◆ **Aim**
Can you set down, word for word, the lines of the data below, starting with the line that contains "Where can the grass be" and going on through the line that contains "<point>47,30</point>"? Leave any pictures out of your answer.

[Location identification entries]
START

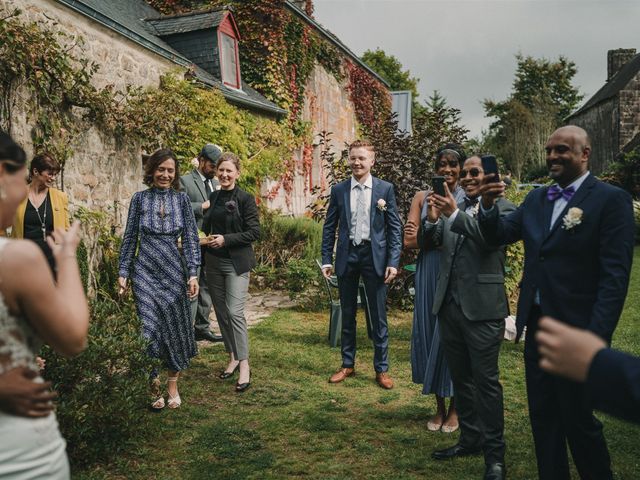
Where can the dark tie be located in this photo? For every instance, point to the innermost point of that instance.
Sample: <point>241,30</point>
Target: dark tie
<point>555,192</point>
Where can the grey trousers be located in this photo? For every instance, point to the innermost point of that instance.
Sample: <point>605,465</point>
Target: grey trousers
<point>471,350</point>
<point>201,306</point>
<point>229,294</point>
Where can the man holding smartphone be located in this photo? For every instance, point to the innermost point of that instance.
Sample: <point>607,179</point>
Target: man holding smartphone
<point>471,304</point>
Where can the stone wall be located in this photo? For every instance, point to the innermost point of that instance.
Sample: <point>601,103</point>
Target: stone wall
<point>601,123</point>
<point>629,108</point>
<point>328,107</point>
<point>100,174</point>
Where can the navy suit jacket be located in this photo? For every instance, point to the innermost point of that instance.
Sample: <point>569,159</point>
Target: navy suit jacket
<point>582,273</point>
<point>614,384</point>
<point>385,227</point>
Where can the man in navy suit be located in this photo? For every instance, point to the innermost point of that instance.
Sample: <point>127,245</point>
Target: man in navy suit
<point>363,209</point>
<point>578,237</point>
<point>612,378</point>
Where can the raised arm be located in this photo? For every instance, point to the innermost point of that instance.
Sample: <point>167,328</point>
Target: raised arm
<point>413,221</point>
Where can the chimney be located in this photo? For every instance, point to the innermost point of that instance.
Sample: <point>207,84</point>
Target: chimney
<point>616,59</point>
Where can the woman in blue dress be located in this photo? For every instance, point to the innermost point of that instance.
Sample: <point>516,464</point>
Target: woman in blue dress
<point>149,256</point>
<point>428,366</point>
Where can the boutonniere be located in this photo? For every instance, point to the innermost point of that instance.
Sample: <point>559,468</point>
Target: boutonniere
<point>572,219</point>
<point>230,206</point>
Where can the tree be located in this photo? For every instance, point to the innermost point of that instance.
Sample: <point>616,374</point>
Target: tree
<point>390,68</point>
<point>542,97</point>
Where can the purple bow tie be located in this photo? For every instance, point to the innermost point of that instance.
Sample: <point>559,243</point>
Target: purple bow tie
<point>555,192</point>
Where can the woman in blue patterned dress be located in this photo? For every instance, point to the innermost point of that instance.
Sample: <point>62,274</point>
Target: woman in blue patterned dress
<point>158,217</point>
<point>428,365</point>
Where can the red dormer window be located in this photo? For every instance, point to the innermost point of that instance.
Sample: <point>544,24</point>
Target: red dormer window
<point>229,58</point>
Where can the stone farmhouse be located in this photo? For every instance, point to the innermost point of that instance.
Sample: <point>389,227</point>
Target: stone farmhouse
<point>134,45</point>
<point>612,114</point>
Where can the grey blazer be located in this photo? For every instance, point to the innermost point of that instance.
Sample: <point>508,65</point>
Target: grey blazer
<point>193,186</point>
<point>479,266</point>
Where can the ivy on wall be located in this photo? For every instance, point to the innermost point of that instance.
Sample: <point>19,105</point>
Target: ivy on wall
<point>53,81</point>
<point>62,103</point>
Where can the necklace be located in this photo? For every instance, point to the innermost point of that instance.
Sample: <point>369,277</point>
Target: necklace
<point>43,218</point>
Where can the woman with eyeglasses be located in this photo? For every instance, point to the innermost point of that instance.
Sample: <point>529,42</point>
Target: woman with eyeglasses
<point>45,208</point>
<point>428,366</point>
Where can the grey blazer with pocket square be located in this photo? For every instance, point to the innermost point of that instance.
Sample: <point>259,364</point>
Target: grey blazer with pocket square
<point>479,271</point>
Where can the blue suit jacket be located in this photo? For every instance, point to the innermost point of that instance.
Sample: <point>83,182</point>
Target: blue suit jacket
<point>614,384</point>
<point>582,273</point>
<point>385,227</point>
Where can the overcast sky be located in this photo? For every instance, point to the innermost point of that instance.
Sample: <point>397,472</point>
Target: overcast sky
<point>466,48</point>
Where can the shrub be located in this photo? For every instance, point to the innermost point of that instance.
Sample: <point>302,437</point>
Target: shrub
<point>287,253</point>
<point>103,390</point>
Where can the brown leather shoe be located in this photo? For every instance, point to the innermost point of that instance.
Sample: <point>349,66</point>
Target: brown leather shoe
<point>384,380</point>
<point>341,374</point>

END
START

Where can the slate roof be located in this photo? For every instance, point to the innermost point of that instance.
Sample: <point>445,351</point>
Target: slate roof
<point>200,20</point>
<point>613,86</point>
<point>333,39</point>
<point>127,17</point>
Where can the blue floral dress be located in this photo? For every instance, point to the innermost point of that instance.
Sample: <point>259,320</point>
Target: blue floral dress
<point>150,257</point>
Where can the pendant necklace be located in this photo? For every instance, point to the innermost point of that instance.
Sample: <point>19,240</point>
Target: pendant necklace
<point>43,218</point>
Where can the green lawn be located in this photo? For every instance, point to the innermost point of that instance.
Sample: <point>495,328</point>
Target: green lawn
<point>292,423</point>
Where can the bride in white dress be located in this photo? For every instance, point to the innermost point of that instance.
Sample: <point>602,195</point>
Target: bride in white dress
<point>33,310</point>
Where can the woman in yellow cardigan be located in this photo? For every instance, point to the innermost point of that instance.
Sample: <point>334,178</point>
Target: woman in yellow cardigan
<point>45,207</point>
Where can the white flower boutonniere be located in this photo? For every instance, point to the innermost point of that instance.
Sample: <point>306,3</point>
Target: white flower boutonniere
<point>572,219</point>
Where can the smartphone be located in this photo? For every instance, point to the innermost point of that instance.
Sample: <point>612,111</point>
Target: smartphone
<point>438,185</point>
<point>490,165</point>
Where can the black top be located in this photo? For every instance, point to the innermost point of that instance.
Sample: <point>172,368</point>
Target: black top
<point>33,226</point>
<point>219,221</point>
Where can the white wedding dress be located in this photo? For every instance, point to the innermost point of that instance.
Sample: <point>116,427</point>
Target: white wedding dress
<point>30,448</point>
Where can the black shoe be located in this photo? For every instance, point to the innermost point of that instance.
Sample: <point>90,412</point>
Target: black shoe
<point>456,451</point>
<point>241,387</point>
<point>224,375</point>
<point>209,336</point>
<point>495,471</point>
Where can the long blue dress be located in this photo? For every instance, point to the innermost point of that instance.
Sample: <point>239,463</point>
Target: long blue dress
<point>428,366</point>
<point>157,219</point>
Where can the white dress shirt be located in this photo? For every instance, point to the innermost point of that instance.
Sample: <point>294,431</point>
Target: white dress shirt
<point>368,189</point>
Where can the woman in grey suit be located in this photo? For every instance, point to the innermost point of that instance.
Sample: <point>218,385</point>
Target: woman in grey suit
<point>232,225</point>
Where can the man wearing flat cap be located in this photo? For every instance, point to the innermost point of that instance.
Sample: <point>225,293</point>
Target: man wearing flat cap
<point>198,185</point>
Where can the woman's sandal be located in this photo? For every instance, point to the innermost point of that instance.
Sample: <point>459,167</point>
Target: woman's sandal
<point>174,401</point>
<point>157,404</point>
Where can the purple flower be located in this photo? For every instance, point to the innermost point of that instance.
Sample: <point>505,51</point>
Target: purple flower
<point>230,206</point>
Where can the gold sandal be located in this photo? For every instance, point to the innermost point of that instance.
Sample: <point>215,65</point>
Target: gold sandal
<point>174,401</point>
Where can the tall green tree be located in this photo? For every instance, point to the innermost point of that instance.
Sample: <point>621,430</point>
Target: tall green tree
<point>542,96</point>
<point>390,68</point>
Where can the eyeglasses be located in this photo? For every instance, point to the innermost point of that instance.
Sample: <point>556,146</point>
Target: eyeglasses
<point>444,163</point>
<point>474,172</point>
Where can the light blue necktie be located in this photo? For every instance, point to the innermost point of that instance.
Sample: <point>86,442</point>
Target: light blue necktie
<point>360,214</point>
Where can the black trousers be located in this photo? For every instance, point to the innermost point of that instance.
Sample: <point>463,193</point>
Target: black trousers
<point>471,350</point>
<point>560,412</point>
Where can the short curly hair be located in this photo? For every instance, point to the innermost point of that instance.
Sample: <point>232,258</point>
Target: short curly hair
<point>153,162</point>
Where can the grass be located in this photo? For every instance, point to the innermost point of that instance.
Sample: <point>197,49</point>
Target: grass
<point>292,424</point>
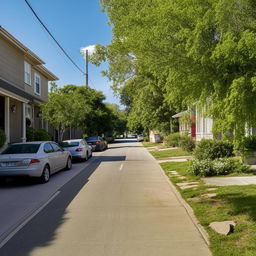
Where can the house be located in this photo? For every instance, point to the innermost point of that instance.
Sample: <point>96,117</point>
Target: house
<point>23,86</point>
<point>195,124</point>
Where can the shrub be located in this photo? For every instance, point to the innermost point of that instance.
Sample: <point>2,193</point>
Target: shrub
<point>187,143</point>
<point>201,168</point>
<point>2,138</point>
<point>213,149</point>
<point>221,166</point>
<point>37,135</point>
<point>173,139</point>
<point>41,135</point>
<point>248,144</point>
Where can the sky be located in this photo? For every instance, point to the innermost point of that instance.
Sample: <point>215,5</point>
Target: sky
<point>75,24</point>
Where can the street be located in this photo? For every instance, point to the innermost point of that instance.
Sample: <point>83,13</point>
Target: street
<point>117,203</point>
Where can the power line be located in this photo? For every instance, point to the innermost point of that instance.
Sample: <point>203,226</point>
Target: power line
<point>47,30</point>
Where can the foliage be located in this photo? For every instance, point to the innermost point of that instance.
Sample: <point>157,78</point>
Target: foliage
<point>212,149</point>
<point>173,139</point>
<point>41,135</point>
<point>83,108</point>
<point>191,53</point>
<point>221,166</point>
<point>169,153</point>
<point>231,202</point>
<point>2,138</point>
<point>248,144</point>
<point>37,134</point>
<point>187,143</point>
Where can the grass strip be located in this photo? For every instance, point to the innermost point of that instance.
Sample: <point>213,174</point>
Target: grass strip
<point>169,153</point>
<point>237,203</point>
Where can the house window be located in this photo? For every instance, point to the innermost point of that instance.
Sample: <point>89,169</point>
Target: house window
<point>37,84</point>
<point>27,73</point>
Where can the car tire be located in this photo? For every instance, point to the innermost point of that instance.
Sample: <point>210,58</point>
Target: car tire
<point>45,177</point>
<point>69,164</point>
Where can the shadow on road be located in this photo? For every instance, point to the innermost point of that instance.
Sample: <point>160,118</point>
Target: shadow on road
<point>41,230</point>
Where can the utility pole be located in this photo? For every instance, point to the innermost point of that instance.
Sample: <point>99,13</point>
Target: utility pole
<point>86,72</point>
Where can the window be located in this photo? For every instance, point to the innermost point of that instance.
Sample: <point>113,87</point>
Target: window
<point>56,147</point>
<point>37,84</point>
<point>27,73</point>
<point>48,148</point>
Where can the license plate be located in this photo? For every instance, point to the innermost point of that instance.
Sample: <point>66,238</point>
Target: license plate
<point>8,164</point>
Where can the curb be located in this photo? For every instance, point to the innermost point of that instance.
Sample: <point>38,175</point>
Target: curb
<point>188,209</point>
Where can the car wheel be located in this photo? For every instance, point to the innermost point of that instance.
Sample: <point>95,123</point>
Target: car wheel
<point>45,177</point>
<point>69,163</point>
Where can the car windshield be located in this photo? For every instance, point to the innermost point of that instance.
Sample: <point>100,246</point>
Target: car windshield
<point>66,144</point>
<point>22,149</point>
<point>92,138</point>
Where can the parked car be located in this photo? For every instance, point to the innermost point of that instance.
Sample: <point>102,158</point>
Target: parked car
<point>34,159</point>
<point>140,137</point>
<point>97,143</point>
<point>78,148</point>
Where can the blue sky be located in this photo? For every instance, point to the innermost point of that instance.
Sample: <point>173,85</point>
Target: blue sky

END
START

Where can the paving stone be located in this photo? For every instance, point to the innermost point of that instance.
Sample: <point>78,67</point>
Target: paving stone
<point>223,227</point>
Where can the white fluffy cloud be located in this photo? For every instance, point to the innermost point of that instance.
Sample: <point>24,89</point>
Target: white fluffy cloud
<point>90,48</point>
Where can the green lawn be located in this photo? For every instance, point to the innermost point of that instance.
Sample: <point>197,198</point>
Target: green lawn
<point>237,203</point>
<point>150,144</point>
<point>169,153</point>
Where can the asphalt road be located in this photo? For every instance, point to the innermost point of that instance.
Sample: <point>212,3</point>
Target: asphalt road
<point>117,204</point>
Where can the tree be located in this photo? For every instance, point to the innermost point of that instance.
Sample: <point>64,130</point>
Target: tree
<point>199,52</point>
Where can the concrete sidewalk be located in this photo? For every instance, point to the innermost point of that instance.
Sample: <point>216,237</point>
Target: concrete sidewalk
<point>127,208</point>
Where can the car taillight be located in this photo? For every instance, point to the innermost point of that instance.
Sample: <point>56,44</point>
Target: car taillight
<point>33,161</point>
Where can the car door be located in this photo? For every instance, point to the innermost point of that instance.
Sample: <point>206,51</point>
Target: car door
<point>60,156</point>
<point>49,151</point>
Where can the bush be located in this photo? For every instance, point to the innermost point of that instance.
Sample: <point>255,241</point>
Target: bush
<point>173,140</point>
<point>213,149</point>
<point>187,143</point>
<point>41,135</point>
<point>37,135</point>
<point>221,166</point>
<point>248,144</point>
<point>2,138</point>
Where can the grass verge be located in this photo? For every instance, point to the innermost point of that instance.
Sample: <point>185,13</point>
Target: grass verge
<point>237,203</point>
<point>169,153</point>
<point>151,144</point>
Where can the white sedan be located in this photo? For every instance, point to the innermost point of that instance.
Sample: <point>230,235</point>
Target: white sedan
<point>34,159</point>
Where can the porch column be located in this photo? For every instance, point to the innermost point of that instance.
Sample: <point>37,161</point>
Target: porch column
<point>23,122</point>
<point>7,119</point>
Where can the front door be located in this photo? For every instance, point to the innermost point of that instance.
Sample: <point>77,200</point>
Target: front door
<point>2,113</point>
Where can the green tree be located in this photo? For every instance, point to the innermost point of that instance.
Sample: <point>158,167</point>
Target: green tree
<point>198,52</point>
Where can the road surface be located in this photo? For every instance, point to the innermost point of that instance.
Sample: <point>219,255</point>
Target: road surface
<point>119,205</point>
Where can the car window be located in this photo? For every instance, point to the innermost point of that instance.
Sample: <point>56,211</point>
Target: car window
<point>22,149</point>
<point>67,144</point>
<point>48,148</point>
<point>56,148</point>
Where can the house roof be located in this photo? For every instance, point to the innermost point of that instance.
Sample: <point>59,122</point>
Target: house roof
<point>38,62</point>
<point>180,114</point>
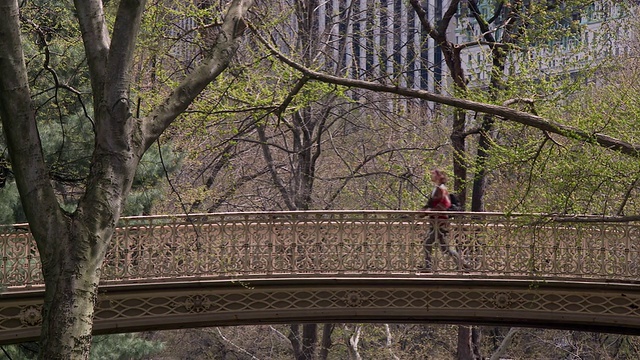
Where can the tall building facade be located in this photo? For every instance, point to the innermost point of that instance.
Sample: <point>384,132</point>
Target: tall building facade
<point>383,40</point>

END

◆ **The output**
Where can the grass be located in this photo? For every instance, point to the innermost point of that instance.
Sample: <point>197,49</point>
Target: grass
<point>292,424</point>
Where can the house be located in this photo? For every instance, point to the innermost point of that instance.
Sample: <point>96,117</point>
Target: house
<point>23,86</point>
<point>195,124</point>
Where can the shrub be located in this photo? For every instance, point to the innermost point of that instance.
Sample: <point>2,193</point>
Target: shrub
<point>187,143</point>
<point>201,168</point>
<point>2,138</point>
<point>213,149</point>
<point>221,166</point>
<point>37,135</point>
<point>173,139</point>
<point>41,135</point>
<point>248,144</point>
Where can the sky be located in this photo? For every instance, point to the innermost point of that instance.
Sample: <point>215,5</point>
Target: sky
<point>75,24</point>
Where can the street be located in this photo? For every instance, point to the innermost point of that instance.
Sample: <point>83,13</point>
Target: street
<point>117,203</point>
Where can the power line be located in this photo? For every instance, point to the innermost point of that instance.
Sample: <point>203,226</point>
Target: power line
<point>47,30</point>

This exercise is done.